# Your assignment
Which lines of the data contain the string "ceiling"? Copy every one of them.

........

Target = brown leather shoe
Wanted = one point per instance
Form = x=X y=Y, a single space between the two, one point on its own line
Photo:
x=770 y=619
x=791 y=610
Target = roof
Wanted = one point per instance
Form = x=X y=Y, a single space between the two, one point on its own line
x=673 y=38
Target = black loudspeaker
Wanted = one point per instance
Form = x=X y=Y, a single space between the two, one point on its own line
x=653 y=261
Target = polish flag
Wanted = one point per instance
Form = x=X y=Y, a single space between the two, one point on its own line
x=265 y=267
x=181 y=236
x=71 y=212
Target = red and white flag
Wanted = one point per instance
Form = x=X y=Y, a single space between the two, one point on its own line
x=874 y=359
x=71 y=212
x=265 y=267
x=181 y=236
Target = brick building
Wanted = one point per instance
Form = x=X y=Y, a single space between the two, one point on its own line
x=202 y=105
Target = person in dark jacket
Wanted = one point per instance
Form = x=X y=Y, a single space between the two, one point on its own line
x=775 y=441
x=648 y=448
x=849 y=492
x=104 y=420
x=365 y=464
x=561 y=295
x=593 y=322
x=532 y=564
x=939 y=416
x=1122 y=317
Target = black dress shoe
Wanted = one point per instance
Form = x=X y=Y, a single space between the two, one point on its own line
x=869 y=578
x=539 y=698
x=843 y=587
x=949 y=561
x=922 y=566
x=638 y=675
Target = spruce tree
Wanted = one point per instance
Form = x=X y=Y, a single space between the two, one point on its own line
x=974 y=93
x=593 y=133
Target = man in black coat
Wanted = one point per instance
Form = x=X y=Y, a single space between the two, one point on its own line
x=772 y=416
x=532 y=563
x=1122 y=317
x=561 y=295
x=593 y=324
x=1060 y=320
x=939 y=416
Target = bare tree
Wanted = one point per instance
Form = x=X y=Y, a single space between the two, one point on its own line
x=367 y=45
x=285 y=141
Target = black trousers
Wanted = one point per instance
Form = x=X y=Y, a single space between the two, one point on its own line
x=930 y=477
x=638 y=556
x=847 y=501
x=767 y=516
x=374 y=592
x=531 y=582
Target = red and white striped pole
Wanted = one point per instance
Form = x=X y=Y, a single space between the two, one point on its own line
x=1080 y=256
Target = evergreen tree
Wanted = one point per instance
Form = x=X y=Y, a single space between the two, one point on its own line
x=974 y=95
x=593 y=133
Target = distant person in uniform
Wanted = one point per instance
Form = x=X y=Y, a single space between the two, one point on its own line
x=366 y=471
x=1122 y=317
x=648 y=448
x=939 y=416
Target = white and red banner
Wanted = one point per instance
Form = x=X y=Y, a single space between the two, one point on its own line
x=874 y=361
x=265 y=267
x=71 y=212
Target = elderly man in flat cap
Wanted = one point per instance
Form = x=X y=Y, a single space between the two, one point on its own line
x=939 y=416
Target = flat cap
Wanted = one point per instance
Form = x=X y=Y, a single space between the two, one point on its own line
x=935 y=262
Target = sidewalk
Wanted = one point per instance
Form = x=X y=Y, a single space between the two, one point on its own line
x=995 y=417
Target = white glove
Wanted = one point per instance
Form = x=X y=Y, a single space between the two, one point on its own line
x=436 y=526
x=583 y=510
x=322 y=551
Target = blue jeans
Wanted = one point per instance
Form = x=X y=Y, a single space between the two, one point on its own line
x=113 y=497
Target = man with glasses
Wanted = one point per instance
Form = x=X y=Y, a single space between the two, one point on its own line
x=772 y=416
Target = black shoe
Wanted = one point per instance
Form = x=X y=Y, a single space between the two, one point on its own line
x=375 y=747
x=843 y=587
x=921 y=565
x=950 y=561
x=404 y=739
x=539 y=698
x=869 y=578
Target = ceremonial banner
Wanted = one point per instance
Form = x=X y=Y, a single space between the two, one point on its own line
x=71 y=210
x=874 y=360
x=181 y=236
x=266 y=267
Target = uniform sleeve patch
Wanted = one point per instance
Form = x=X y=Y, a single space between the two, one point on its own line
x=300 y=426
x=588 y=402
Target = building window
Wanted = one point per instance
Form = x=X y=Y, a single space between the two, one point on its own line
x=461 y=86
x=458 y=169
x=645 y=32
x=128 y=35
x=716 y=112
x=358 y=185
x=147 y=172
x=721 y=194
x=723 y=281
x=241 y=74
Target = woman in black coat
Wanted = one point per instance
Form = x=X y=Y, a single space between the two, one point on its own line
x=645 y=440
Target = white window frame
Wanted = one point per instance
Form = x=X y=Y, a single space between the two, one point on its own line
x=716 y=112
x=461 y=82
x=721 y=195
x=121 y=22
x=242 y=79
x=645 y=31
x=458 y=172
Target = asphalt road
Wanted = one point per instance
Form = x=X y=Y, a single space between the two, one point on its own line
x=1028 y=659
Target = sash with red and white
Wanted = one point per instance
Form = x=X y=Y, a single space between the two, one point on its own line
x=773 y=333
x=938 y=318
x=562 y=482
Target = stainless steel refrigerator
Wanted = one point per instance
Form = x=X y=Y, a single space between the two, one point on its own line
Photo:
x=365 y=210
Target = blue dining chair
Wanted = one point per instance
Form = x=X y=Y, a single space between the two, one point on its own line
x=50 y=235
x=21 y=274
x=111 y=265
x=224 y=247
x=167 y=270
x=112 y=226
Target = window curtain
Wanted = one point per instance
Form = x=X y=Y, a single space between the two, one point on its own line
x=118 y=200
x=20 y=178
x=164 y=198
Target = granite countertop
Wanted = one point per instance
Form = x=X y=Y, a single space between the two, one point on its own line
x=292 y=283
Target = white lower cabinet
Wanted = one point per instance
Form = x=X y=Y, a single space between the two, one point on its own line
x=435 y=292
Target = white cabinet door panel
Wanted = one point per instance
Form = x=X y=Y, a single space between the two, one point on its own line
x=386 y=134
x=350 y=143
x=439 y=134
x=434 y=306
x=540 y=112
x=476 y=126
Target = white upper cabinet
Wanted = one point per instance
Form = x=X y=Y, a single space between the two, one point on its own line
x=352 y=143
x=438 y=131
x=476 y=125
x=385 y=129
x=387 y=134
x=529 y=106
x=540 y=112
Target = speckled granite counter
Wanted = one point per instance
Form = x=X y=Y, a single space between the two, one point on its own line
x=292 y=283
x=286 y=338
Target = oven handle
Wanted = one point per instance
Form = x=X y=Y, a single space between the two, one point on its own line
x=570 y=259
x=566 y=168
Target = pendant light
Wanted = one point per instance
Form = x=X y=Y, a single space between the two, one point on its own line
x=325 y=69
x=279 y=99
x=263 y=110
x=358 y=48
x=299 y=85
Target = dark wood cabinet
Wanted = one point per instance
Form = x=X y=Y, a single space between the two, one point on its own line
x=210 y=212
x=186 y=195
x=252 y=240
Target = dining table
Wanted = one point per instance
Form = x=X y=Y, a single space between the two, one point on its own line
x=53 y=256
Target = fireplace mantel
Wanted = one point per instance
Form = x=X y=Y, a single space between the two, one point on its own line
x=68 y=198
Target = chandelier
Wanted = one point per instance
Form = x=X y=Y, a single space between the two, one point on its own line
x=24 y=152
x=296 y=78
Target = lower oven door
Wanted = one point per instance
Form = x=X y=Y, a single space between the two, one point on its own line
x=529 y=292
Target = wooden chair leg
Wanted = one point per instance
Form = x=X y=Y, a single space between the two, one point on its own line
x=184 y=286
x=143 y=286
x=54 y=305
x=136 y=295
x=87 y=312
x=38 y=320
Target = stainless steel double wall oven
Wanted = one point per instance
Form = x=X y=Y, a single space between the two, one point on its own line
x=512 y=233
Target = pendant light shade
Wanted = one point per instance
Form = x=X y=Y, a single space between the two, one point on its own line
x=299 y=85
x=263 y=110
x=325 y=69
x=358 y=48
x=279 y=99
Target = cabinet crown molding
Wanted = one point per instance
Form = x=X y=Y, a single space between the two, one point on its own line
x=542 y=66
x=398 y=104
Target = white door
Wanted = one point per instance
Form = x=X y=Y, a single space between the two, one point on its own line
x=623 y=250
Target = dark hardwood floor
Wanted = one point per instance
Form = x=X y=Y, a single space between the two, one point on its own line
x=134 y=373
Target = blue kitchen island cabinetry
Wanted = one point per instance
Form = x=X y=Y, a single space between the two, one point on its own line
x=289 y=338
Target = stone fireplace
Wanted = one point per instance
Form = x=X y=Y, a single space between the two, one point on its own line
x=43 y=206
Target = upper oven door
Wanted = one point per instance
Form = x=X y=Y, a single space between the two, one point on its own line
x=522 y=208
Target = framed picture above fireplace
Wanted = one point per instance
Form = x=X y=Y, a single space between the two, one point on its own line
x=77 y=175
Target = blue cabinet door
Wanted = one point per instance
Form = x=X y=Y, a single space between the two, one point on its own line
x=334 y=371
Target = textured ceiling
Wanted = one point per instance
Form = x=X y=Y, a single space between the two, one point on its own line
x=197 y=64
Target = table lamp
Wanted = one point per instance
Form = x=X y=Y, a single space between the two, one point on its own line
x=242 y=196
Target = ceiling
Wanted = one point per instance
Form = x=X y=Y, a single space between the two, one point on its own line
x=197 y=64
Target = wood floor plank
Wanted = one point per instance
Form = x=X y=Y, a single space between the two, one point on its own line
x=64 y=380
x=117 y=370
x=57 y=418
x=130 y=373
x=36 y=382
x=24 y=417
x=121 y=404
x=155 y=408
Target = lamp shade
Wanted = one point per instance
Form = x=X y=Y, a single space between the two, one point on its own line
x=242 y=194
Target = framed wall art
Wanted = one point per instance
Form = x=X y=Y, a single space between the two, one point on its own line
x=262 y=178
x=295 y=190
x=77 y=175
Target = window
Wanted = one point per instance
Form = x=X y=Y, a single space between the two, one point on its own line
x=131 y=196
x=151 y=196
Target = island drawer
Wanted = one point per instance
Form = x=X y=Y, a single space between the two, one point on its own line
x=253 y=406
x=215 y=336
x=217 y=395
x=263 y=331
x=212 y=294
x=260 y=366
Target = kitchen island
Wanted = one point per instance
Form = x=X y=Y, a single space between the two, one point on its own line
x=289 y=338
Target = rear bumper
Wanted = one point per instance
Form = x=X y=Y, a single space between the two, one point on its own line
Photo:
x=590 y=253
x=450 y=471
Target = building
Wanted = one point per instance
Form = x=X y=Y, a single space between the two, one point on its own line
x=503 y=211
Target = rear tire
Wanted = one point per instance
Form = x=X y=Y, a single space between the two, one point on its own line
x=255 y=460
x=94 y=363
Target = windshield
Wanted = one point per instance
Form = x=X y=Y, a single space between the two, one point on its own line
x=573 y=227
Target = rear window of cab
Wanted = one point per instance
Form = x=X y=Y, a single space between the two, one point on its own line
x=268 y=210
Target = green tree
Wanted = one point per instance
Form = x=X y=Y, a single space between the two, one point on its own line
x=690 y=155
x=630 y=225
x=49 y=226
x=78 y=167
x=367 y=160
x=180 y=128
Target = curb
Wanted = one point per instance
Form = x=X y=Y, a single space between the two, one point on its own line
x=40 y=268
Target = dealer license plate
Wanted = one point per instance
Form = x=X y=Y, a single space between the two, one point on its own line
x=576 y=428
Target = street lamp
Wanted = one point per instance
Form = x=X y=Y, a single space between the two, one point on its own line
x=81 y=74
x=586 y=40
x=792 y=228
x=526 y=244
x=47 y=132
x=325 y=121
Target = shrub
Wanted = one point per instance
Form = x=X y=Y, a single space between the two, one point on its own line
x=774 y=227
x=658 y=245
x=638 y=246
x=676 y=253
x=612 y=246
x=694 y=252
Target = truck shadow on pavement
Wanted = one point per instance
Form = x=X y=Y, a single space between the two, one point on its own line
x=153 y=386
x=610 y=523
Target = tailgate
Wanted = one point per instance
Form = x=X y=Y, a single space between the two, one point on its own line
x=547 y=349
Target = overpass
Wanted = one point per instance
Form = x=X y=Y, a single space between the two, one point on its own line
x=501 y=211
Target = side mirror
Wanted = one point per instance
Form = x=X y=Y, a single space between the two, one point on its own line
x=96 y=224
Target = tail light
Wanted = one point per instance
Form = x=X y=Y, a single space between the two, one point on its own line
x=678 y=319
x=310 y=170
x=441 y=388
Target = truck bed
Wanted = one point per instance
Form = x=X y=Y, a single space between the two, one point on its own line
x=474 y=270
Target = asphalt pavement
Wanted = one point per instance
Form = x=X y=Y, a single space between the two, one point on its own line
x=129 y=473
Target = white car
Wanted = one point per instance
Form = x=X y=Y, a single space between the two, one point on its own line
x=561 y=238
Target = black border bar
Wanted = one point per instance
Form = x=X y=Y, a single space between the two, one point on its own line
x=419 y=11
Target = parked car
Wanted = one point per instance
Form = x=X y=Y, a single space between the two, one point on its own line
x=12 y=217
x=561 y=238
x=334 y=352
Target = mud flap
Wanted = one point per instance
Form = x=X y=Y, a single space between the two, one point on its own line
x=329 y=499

........

# Solution to the problem
Target = textured ceiling
Target = ceiling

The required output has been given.